▶ _Task instructions_
Please gather and copy out every line of the listing below that contains the word "eyelash", matching its case.

• • •

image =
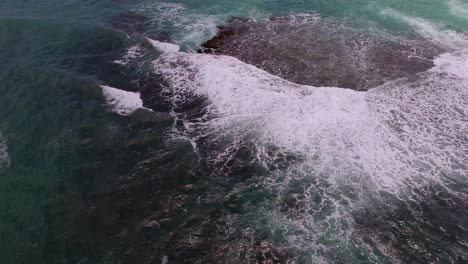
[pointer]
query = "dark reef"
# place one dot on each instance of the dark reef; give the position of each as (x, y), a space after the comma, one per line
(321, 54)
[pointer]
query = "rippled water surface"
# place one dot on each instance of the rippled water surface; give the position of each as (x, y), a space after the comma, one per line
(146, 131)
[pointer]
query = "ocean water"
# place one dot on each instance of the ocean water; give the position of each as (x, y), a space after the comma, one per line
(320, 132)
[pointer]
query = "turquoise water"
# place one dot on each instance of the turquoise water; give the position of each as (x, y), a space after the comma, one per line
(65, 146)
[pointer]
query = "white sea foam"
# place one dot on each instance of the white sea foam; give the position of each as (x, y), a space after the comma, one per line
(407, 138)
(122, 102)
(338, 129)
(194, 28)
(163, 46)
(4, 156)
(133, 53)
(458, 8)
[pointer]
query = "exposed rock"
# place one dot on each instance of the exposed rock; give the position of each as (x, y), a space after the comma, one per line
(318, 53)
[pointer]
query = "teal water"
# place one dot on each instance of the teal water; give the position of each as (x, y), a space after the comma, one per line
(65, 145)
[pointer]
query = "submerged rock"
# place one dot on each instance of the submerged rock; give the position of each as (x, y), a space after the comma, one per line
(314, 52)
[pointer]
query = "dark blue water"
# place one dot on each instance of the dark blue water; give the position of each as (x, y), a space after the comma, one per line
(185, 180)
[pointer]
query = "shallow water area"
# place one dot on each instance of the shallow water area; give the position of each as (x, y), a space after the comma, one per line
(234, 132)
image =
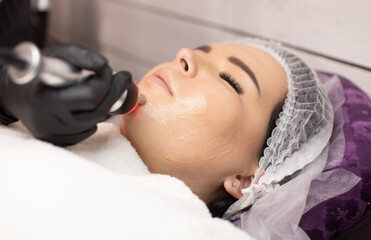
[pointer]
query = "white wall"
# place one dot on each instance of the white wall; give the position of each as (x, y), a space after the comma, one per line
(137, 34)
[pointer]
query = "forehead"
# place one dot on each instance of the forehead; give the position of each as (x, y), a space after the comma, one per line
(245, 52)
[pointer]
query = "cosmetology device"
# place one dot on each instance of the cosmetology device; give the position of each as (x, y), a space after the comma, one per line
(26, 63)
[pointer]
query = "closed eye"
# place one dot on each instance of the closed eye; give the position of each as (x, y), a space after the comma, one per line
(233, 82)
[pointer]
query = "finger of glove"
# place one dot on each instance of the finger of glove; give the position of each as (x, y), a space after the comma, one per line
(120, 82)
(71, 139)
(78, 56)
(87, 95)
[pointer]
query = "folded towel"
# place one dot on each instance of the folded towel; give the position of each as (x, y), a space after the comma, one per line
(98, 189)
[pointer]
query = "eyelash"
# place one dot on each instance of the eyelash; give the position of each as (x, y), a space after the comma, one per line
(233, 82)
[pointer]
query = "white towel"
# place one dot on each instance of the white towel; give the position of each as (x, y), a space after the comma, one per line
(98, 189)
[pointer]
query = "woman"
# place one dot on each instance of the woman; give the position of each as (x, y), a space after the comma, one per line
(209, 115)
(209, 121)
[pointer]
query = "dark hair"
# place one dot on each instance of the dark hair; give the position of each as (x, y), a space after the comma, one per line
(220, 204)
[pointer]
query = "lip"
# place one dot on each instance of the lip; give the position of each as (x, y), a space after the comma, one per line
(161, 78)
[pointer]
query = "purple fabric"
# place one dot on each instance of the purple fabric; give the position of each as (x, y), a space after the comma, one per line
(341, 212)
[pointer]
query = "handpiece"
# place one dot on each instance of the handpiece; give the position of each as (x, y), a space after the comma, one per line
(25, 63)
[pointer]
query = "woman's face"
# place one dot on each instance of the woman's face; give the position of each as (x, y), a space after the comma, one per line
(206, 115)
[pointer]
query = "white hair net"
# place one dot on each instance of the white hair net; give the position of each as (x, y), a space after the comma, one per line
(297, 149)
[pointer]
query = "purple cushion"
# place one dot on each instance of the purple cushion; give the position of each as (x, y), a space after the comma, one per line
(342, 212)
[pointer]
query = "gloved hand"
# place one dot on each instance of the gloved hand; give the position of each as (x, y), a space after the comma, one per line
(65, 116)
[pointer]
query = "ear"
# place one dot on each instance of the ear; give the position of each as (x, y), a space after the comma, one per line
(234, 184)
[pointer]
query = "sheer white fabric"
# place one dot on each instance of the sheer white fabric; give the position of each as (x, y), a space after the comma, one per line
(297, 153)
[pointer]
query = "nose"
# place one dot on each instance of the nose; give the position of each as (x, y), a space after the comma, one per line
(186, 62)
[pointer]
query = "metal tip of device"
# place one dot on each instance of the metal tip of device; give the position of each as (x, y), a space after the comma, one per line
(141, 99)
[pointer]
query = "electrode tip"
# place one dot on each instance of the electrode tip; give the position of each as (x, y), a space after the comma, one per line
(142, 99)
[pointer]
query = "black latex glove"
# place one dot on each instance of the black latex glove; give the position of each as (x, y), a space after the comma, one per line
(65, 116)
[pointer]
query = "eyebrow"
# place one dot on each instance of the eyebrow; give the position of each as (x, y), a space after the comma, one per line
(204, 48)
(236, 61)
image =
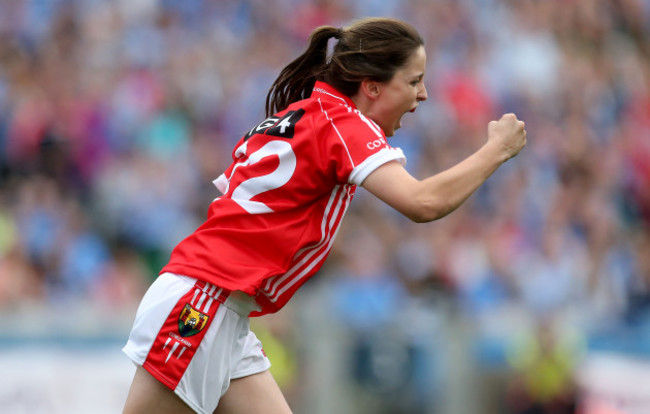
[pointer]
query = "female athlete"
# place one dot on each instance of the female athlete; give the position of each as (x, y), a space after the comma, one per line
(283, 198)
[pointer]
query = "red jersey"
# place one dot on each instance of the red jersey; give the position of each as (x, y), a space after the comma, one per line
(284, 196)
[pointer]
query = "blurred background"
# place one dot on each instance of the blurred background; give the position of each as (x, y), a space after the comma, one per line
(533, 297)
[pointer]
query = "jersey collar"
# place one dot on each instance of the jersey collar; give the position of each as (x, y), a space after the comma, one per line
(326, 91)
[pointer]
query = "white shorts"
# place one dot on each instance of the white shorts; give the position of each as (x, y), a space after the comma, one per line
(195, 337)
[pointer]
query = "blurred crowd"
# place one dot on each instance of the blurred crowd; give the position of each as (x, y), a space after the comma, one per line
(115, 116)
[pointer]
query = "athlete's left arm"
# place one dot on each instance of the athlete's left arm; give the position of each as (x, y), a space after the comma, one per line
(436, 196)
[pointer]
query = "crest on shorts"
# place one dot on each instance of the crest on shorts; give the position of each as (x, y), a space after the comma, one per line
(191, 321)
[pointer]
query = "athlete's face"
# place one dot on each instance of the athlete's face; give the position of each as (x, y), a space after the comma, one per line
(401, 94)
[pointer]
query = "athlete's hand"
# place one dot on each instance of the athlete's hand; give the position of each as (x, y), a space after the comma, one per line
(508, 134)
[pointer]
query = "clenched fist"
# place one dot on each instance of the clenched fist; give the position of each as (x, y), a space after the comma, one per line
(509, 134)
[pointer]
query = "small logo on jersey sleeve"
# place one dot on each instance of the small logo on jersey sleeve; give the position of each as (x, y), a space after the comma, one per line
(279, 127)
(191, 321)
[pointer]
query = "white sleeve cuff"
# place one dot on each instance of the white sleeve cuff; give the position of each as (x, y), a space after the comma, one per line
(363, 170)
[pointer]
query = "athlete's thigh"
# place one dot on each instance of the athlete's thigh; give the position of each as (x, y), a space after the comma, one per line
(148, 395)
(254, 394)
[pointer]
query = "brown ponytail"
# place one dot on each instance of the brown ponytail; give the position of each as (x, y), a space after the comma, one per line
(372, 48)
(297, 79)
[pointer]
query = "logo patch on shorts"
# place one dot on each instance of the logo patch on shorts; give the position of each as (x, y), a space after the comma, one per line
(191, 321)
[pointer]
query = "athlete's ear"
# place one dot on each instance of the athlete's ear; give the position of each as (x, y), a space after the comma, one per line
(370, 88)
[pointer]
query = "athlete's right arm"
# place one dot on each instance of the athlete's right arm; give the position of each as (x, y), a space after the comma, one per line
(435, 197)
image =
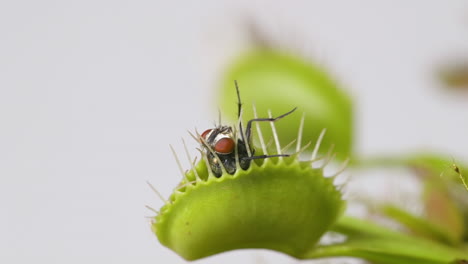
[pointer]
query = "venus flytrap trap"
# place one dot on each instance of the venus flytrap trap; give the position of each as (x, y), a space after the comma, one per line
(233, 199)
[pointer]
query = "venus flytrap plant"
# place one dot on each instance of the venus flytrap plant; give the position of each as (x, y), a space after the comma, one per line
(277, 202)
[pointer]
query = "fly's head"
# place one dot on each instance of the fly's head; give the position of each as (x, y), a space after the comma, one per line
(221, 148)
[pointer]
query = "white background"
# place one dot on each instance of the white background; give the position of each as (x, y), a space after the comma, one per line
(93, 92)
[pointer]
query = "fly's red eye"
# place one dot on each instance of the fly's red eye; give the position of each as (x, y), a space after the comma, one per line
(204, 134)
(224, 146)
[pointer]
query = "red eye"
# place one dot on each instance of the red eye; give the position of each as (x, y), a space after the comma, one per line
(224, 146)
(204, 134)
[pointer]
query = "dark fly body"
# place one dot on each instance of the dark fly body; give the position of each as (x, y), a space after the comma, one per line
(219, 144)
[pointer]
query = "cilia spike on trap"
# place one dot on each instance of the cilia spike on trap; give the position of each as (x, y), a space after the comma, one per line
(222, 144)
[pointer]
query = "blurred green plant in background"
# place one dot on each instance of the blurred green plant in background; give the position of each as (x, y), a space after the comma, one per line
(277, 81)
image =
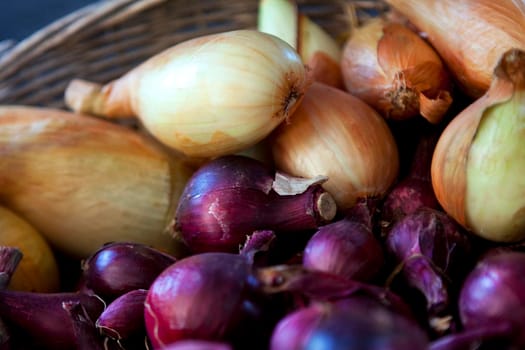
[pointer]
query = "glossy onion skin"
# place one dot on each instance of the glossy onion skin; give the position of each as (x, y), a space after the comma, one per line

• • •

▶ _Response to the task_
query = "eyelash"
# place one dot on each instance of the eyelash; give the position of each as (x, y), a space after the comma, one per line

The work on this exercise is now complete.